Raw records
------

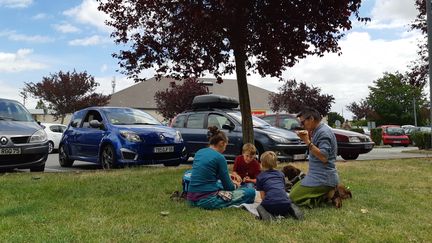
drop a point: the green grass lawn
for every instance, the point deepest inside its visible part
(391, 203)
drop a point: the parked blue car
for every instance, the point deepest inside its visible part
(117, 136)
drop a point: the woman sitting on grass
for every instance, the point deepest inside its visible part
(208, 167)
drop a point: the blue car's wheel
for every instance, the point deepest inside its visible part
(172, 163)
(63, 158)
(108, 158)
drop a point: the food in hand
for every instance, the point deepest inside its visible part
(302, 132)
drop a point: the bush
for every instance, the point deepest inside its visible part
(357, 129)
(376, 135)
(421, 139)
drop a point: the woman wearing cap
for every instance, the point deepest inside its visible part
(210, 185)
(322, 177)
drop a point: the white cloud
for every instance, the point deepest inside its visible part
(104, 68)
(40, 16)
(12, 35)
(66, 28)
(19, 61)
(387, 14)
(348, 76)
(87, 13)
(90, 41)
(105, 84)
(15, 3)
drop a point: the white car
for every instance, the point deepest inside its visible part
(54, 132)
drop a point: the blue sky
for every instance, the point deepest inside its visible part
(39, 37)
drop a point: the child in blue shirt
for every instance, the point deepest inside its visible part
(271, 185)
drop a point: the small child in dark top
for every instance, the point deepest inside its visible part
(246, 166)
(271, 185)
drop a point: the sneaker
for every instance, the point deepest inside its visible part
(264, 215)
(296, 212)
(336, 199)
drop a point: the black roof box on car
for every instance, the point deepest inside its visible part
(214, 101)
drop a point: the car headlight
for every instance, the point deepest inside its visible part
(279, 139)
(130, 136)
(354, 139)
(38, 136)
(178, 138)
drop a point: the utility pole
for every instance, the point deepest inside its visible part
(415, 113)
(429, 33)
(23, 94)
(113, 85)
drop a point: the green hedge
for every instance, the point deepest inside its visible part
(421, 139)
(376, 135)
(357, 129)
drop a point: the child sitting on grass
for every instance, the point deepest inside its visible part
(246, 166)
(271, 185)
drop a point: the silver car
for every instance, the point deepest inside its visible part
(23, 142)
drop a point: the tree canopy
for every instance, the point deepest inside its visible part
(184, 38)
(360, 110)
(67, 92)
(419, 68)
(293, 96)
(333, 117)
(178, 97)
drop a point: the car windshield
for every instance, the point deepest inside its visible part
(14, 111)
(257, 122)
(395, 131)
(129, 116)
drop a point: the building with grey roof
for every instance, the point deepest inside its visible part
(141, 95)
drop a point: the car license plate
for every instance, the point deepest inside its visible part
(5, 151)
(299, 156)
(166, 149)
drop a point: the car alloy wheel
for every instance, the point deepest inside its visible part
(63, 158)
(108, 160)
(50, 147)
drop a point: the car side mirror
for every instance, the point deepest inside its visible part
(95, 124)
(297, 128)
(227, 127)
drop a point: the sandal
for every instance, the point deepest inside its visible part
(337, 199)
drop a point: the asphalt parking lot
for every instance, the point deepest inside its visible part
(52, 164)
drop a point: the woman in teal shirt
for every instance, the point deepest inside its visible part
(210, 185)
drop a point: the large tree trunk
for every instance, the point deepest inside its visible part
(247, 126)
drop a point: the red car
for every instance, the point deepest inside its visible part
(394, 135)
(350, 144)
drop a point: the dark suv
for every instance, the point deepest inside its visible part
(23, 142)
(216, 110)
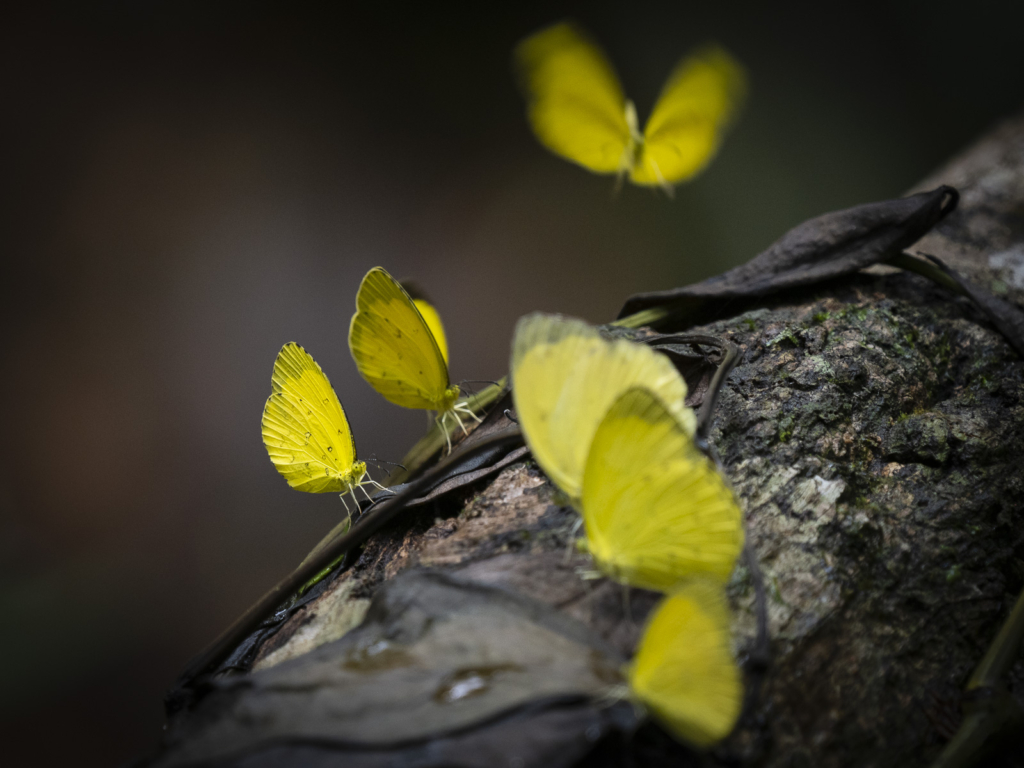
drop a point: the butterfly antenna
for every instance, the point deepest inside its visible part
(570, 545)
(660, 179)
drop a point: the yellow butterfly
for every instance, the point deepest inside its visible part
(655, 509)
(305, 430)
(401, 352)
(577, 109)
(683, 671)
(564, 378)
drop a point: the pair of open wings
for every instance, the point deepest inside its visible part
(578, 110)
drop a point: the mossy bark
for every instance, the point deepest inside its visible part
(875, 432)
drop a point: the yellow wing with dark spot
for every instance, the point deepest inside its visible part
(656, 511)
(304, 426)
(684, 672)
(698, 102)
(393, 346)
(574, 103)
(565, 377)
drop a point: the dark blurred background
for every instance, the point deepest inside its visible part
(187, 185)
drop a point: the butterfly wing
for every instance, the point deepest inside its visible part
(393, 347)
(684, 672)
(698, 101)
(574, 103)
(433, 321)
(565, 377)
(655, 509)
(304, 426)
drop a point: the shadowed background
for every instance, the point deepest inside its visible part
(185, 186)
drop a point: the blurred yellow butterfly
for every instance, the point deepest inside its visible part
(577, 109)
(564, 378)
(654, 508)
(683, 671)
(400, 351)
(305, 430)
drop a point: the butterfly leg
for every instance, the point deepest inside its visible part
(467, 411)
(627, 606)
(461, 425)
(448, 438)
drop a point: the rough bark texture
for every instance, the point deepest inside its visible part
(875, 432)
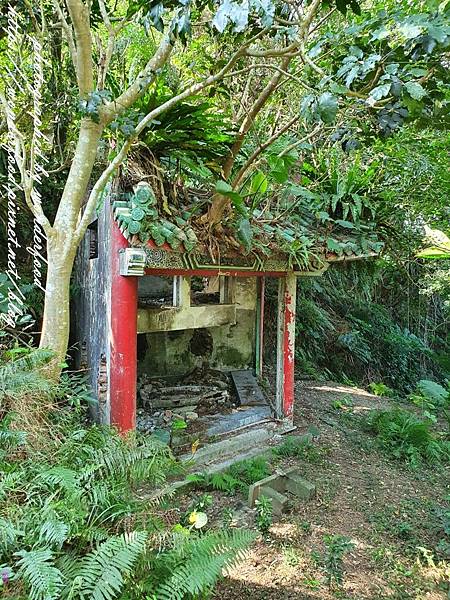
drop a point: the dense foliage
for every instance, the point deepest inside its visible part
(72, 524)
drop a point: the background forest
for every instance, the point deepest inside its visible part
(319, 126)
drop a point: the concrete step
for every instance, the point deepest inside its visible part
(231, 449)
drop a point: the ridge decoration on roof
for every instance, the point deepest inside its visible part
(292, 234)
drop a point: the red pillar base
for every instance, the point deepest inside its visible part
(286, 347)
(123, 340)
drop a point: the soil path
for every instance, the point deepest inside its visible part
(389, 512)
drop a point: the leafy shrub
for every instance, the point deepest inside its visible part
(299, 446)
(72, 526)
(250, 471)
(380, 389)
(407, 437)
(337, 546)
(433, 391)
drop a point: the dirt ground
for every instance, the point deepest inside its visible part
(388, 512)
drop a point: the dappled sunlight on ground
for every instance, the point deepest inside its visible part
(361, 495)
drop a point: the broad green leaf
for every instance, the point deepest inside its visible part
(415, 90)
(380, 91)
(222, 187)
(327, 107)
(346, 224)
(245, 232)
(258, 184)
(334, 246)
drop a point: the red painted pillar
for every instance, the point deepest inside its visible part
(122, 339)
(259, 334)
(286, 346)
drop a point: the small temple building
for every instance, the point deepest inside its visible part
(162, 298)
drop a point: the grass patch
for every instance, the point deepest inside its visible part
(406, 437)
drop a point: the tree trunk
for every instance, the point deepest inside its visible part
(62, 247)
(56, 319)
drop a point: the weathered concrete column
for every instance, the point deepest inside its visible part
(259, 329)
(284, 403)
(122, 340)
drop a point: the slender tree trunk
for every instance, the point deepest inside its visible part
(62, 246)
(56, 319)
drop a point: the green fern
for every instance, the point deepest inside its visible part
(22, 374)
(224, 482)
(196, 565)
(53, 533)
(9, 536)
(100, 574)
(37, 570)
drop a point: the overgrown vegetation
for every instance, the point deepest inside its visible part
(72, 523)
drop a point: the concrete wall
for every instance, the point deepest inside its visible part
(228, 346)
(90, 310)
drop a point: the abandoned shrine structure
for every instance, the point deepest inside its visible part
(154, 306)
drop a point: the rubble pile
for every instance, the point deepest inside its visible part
(202, 391)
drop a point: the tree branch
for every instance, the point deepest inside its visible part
(20, 157)
(242, 171)
(79, 15)
(145, 78)
(120, 157)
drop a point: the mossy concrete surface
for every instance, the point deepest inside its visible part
(227, 345)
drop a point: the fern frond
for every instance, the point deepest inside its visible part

------

Exercise instructions
Copy this listing line for line with no changes, leaving out the pictures.

Result of this exercise
drop a point: the green grass lawn
for every instance, the point deepest inside its visible part
(391, 203)
drop a point: the parked blue car
for every instance, the point deepest inside its visible part
(117, 136)
drop a point: the woman sitting on grass
for every instance, the point deepest inside its visible part
(208, 167)
drop a point: the blue car's wheel
for every instance, the point deepest inside its visible part
(172, 163)
(63, 158)
(108, 158)
drop a point: the food in hand
for every instance, the point deepest inside its visible part
(302, 132)
drop a point: the bush
for every instance, the point deepest inside its visible part
(357, 129)
(376, 135)
(421, 139)
drop a point: the woman wearing cap
for every instance, the point deepest inside its visible part
(210, 185)
(322, 177)
drop a point: the white cloud
for every instance, the point deepest inside its visible part
(104, 68)
(40, 16)
(12, 35)
(66, 28)
(19, 61)
(387, 14)
(348, 76)
(87, 13)
(90, 41)
(105, 84)
(15, 3)
drop a point: the white car
for every instance, the point deepest inside its visible part
(54, 132)
drop a point: the blue sky
for every instance, the point deepest inside its visible part
(39, 37)
drop a point: the child in blue shirt
for every instance, the point deepest inside its visible part
(271, 185)
drop a point: the small child in dark top
for every instance, the point deepest inside its visible part
(246, 166)
(271, 185)
drop a point: the sneaker
for every instance, the point deepest inside its visible part
(264, 215)
(296, 212)
(336, 199)
drop a point: the black roof box on car
for every instance, the point deepest inside its visible part
(214, 101)
drop a point: the car headlight
for every instance, the point deepest inside its visible part
(279, 139)
(130, 136)
(354, 139)
(38, 136)
(178, 138)
drop a point: the utility pole
for every instance, the point deepest inside its visible part
(415, 113)
(429, 33)
(23, 94)
(113, 85)
drop a point: the green hedge
for every instance, the point deepest inside its visible part
(421, 139)
(376, 135)
(357, 129)
drop a point: the child sitting on grass
for every instance, the point deepest inside its visible part
(246, 166)
(271, 185)
drop a point: the silver car
for every instance, the point deepest inside its visible part
(23, 142)
drop a point: the tree canopy
for every instance, the point deepest inside its visible part
(184, 38)
(360, 110)
(67, 92)
(419, 68)
(293, 96)
(333, 117)
(178, 97)
drop a point: the car windshield
for every instance, the point deepest inside its visible part
(14, 111)
(257, 122)
(395, 131)
(129, 116)
drop a point: the building with grey roof
for every instance, the point deepest inside its visible part
(141, 95)
drop a point: the car license plate
for every instance, the point deepest inside its visible part
(5, 151)
(299, 156)
(166, 149)
drop a point: the car alloy wheel
for every instance, the point deepest inside its visible part
(63, 158)
(108, 160)
(50, 147)
drop a point: the car side mirror
for every instance, the point deepest inside its visible part
(95, 124)
(297, 128)
(227, 127)
drop a point: the sandal
for every instance, the point deepest inside its visible part
(337, 199)
drop a point: the asphalt parking lot
for every instance, the point deepest inside its visible part
(52, 164)
drop a point: the woman in teal shirt
for every instance, the point deepest inside its visible part
(210, 185)
drop a point: the large tree trunk
for every instance, the point deepest inside its visible part
(247, 126)
drop a point: the red car
for every instance, the point deepest inside its visible part
(394, 135)
(350, 144)
drop a point: the dark suv
for every instance, the point deepest inside its visible part
(23, 142)
(216, 110)
drop a point: the butterfly antenna
for every instance, the point deepest inside its visible part
(570, 545)
(660, 179)
drop a point: the yellow butterfly
for every instance, the point deepest inside its visible part
(655, 509)
(305, 430)
(401, 352)
(577, 109)
(683, 671)
(564, 378)
drop a point: the pair of open wings
for every instance, the point deepest inside its visible part
(578, 110)
drop a point: the mossy bark
for every instance, the point deepest inside its visible part
(875, 432)
drop a point: the yellow wing with dark spot
for every instance, the point deepest inside its visible part
(656, 511)
(304, 426)
(684, 672)
(698, 102)
(393, 346)
(574, 103)
(565, 377)
drop a point: the dark blurred background
for every instance, the point deepest inside its visible part
(187, 185)
drop a point: the butterfly wing
for every instance, the point deepest inside its visible part
(393, 347)
(684, 672)
(698, 101)
(574, 103)
(433, 321)
(565, 377)
(655, 509)
(304, 426)
drop a point: the shadowed background
for every instance, the point deepest inside its visible part
(185, 186)
drop a point: the blurred yellow butterfly
for every instance, the point deepest inside its visible part
(577, 109)
(564, 378)
(654, 508)
(683, 671)
(400, 351)
(305, 430)
drop a point: the butterfly leg
for every instance, the point deepest inside its visible part
(467, 411)
(627, 606)
(461, 425)
(448, 438)
drop a point: the rough bark texture
for every instance, the point deepest inside its visible part
(875, 432)
drop a point: the dense foliage
for every instance, the point deepest inside its visible part
(72, 524)
drop a point: the background forest
for every instance, the point deepest inside its visible part
(319, 126)
drop a point: the concrete step
for every instance, the point deepest inside its visible part
(231, 449)
drop a point: the ridge decoration on roof
for every instance, the point deepest inside its visible part
(292, 234)
drop a point: the red pillar base
for every instance, the point deepest inside its visible part
(286, 347)
(123, 340)
drop a point: the soil path
for every instance, the point deepest inside its visible part
(389, 512)
drop a point: the leafy shrub
for every instance, the point deepest inside its visible part
(299, 446)
(72, 526)
(250, 471)
(380, 389)
(407, 437)
(337, 546)
(433, 391)
drop a point: the dirt ground
for every instance, the point deepest inside its visible part
(388, 512)
drop a point: the dappled sunlight on ground
for every instance, the point deepest inside its visible part
(361, 495)
drop a point: the broad green leaf
for every instance, the point deepest inside its visible part
(415, 90)
(380, 91)
(222, 187)
(327, 107)
(346, 224)
(245, 232)
(258, 184)
(334, 246)
drop a point: the red painted pillar
for every instance, the point deepest inside its visible part
(122, 339)
(259, 334)
(286, 346)
drop a point: the small temple building
for every instance, the point deepest inside its visible part
(162, 298)
drop a point: the grass patch
for every instance, the point deepest inside its visible part
(406, 437)
drop a point: the tree trunk
for every instance, the point deepest inside its visible part
(62, 247)
(56, 319)
drop a point: the weathered concrete column
for every instance, the point deepest inside its visible part
(259, 329)
(284, 403)
(122, 340)
drop a point: the slender tree trunk
for every instance, the point deepest inside its visible part
(62, 246)
(56, 319)
drop a point: the green fern
for every instance, the point deepest inside its visible part
(22, 374)
(224, 482)
(196, 565)
(53, 533)
(9, 536)
(100, 574)
(37, 570)
drop a point: the overgrown vegetation
for every instance, the point deepest inside its visible part
(72, 523)
drop a point: the concrete wall
for every instance, the point deepest inside its visible part
(228, 346)
(90, 310)
drop a point: the abandoned shrine structure
for every instance, the point deepest inside its visible part
(154, 306)
drop a point: the rubble pile
for every instance, the point deepest inside its visible part
(202, 391)
drop a point: the tree branch
for every instance, the point deepest inside its visible part
(20, 157)
(242, 171)
(79, 15)
(145, 78)
(120, 157)
drop a point: the mossy concrete surface
for every instance, the point deepest inside its visible part
(227, 345)
drop a point: the fern frond
for every instance, the point deepest inside its visible part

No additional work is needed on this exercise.